Source extract ::
+++

Worth seeing: | for Claire Foy's competent but confused performance in a chiller that ends up being exactly the kind of film you'll initially be thanking Steven Soderbergh for not making. |
Director: | Steven Soderbergh |
Featuring: | Claire Foy, Jay Pharoah, Juno Temple, Aimee Mullins, Amy Irving, Colin Woodell, Joshua Leonard, Marc Kudisch, Matt Damon, Mike Mihm, Myra Lucretia Taylor, Polly McKie, Robert Kelly, Sarah Stiles, Zach Cherry |
Length: | 98 minutes |
Certificate: | 15 |
Country: | US |
Released: | 23rd March 2018 |
WHAT’S IT ABOUT?
Sawyer (Claire Foy) has recently moved to a new city and started work at a bank. She’s an attractive girl, attracting the attention of the wrong men – including her boss.
She also has a history of not being able to shake-off the wrong men – which is why, so often, she finds herself starting out again in a new city.
After a one-night-stand doesn’t go to plan, she decides to seek help for victims of stalkers and books in for an initial chat with a counsellor – or so she thinks.
The woman turns out to be something far more sinister – and Sawyer finds herself committed in an institution against her will.
Can she convince them there’s been a mistake? Or indeed, has there even been a mistake?
Is Sawyer really going mad or do the authorities just not believe her?
WHAT’S IT LIKE?
Always up for experimental film-making, Steven Soderbergh’s latest gimmick is to follow Tangerine’s Sean Baker into the world of shooting on a mobile phone – in this case, an iPhone 7. On the one hand, it will have reduced the budget and given him the flexibility afforded by a lighter camera, but there are times where it’s so cheap and easy to shoot this way that there are so many different camera angles that the audience can feel a little disorientated.
But perhaps, for a film about mental illness – and the way it’s viewed by the medical profession and society more widely – that’s part of the exercise.
However, I fear that would be giving Soderbergh too much credit on this occasion, for while the film begins as what appears to be a truly original take on a familiar theme, come the third act, disappointingly it turns into exactly the kind of film I’d earlier been praising him for swerving.

+++

Data provided ::
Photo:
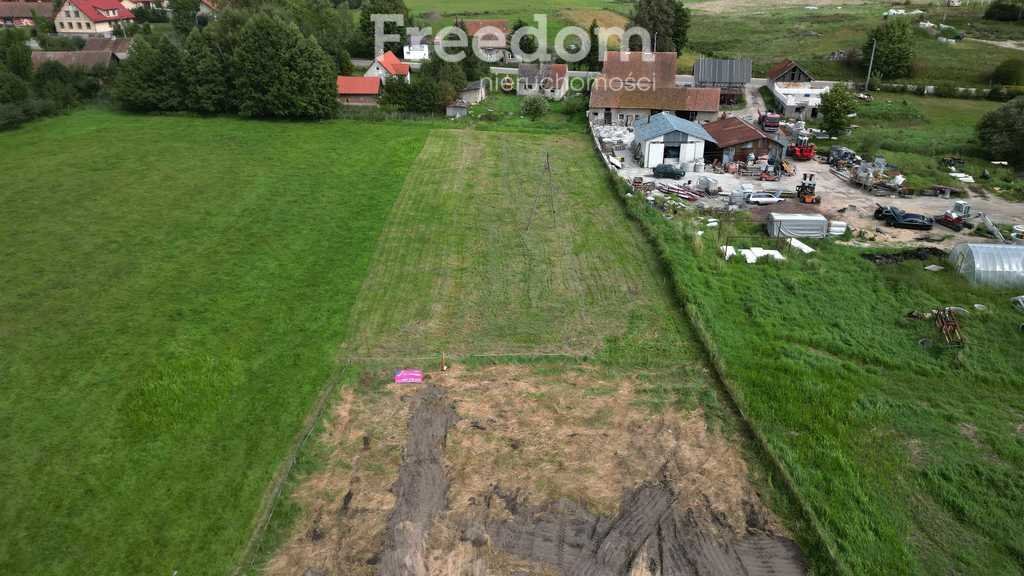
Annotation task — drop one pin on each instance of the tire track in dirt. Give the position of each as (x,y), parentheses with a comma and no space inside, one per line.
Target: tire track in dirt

+++

Goal of the exercise :: Copy the film review word for word from "Sawyer (Claire Foy)" up to and including "against her will.". Work from the film review alone and set the material aside.

Task output ::
Sawyer (Claire Foy) has recently moved to a new city and started work at a bank. She’s an attractive girl, attracting the attention of the wrong men – including her boss.
She also has a history of not being able to shake-off the wrong men – which is why, so often, she finds herself starting out again in a new city.
After a one-night-stand doesn’t go to plan, she decides to seek help for victims of stalkers and books in for an initial chat with a counsellor – or so she thinks.
The woman turns out to be something far more sinister – and Sawyer finds herself committed in an institution against her will.